■ Work task: Lines below that include the word "vehicle" should each be copied.
Information given START
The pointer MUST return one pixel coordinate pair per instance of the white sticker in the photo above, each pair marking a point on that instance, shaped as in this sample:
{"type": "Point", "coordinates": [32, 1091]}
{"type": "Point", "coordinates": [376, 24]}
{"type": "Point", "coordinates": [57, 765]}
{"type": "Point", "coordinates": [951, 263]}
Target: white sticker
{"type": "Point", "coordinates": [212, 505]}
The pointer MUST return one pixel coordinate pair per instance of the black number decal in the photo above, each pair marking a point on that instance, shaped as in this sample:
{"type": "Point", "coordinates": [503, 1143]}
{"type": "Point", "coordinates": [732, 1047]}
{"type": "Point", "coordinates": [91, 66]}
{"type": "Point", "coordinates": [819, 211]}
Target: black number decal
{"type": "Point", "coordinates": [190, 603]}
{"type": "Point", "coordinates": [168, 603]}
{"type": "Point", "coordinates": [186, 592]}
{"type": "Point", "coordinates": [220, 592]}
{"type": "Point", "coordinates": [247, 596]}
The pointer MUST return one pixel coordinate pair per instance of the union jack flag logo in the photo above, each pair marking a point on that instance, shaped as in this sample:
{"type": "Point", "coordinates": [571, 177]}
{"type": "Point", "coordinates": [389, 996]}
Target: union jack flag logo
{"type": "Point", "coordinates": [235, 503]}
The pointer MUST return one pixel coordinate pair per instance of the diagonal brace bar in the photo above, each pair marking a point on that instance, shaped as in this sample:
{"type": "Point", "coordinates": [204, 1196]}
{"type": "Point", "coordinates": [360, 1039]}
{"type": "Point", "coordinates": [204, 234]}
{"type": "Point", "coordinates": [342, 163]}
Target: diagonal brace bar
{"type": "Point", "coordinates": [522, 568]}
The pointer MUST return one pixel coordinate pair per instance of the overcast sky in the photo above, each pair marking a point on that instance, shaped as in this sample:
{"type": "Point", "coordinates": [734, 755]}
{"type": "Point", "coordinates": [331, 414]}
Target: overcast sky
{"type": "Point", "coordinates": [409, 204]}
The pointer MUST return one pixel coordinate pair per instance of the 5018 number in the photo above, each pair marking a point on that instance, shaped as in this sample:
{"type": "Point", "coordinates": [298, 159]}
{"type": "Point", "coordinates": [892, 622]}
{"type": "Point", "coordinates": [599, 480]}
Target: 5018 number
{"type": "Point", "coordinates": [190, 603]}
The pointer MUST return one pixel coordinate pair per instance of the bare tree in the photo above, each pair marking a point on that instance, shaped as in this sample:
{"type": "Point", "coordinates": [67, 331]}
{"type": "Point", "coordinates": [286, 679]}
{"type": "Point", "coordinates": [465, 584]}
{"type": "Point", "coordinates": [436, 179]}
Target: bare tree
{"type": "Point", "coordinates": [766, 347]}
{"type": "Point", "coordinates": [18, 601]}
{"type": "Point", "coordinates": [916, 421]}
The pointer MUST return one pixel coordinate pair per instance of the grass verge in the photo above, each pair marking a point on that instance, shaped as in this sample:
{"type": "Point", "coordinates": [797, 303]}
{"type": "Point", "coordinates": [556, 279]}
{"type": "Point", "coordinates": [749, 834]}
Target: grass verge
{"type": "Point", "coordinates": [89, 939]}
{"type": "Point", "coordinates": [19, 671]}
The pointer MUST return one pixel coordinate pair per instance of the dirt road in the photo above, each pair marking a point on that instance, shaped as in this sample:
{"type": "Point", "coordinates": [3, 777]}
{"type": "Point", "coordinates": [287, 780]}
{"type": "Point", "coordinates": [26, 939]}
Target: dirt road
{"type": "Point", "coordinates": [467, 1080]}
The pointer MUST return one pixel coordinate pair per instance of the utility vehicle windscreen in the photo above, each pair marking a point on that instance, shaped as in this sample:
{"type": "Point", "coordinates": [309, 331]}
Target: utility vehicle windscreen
Information given END
■ Exercise answer:
The pointer MUST return one pixel coordinate pair per instance of the utility vehicle windscreen in the photo above, each pair marking a point on that instance, shaped as in this sample:
Target: utility vehicle windscreen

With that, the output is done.